- PROBLEM TO WORK ON -
Please copy out all lines of the entries that contain the word "below".

- DATA -
Start of Block

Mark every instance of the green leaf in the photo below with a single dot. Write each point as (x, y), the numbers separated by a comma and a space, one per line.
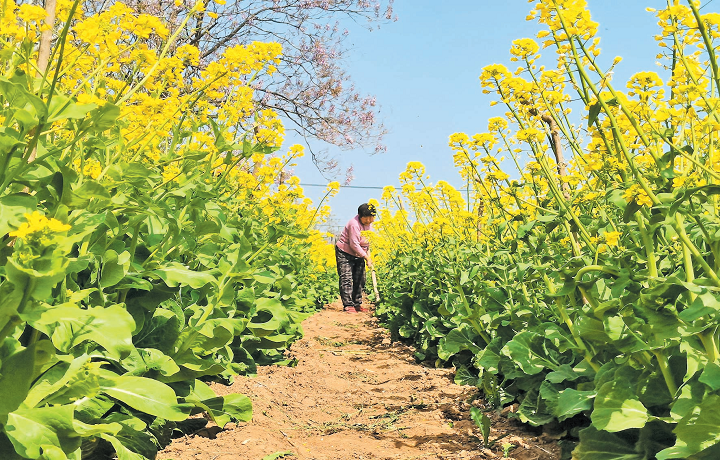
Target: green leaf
(617, 406)
(528, 352)
(104, 117)
(18, 372)
(175, 274)
(697, 431)
(69, 326)
(62, 108)
(601, 445)
(571, 402)
(65, 383)
(32, 431)
(711, 376)
(460, 338)
(146, 395)
(17, 96)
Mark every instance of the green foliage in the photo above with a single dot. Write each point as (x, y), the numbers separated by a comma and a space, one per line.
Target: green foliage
(609, 341)
(132, 291)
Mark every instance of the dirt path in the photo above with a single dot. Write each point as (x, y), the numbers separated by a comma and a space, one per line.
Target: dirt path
(356, 395)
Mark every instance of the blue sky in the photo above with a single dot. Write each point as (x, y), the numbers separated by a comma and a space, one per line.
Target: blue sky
(424, 71)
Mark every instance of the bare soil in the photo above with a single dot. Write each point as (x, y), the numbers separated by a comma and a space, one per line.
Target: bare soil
(356, 395)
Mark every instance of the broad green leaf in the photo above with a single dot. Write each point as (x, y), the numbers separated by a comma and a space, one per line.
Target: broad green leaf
(175, 274)
(617, 406)
(65, 383)
(711, 376)
(528, 352)
(114, 268)
(18, 372)
(33, 430)
(461, 338)
(69, 326)
(697, 431)
(12, 209)
(601, 445)
(146, 395)
(571, 402)
(482, 421)
(270, 316)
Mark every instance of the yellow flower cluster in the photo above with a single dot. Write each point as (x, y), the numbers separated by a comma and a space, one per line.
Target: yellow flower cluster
(37, 226)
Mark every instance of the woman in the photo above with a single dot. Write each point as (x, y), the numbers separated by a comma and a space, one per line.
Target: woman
(351, 254)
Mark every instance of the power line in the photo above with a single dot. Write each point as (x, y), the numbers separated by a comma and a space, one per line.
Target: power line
(342, 186)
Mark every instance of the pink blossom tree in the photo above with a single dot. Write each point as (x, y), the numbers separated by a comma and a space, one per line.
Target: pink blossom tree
(311, 89)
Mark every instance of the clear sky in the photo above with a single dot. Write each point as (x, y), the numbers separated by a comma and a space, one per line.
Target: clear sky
(424, 71)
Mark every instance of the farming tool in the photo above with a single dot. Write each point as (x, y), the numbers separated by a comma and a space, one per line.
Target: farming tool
(374, 278)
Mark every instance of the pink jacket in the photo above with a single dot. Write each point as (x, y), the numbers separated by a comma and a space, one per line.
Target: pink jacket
(352, 241)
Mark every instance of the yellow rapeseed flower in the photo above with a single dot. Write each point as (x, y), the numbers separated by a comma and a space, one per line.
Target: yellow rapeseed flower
(38, 223)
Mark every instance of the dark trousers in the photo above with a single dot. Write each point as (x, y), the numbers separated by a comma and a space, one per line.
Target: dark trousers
(351, 271)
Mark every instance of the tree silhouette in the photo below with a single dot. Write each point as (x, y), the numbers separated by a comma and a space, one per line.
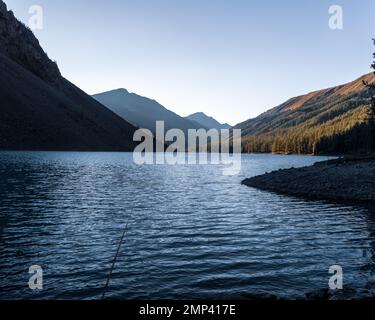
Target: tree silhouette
(371, 87)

End of Block

- RESPONSE FOR THIS EXERCISE -
Mark every instance of the green leaf in the photo below with a single dot. Write each point as (x, y), the numbers separated by a comma and a space, one per line.
Mark every instance of the tree silhouette in the photo below with a single dot. Write each point as (x, y), the numbers separated by a comma and a space, one per line.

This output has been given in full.